:: The exercise ::
Output the lines below verbatim, omitting the pictures.
★ ★ ★ ★ ★ ★ ★
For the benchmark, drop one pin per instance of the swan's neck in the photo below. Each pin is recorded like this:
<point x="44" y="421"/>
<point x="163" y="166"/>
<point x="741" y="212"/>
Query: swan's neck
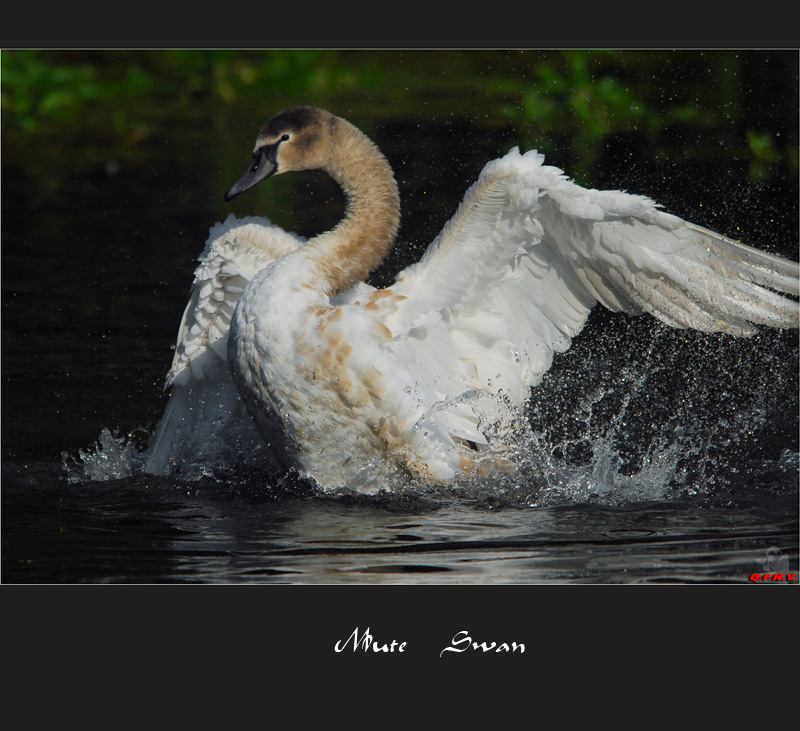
<point x="364" y="237"/>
★ ★ ★ ★ ★ ★ ★
:: Answer to the exercise ::
For the benchmark, drop one pin per instance of the swan's neck in the photo below. Each pin is recorded like this:
<point x="44" y="421"/>
<point x="163" y="166"/>
<point x="741" y="212"/>
Query: swan's neck
<point x="364" y="237"/>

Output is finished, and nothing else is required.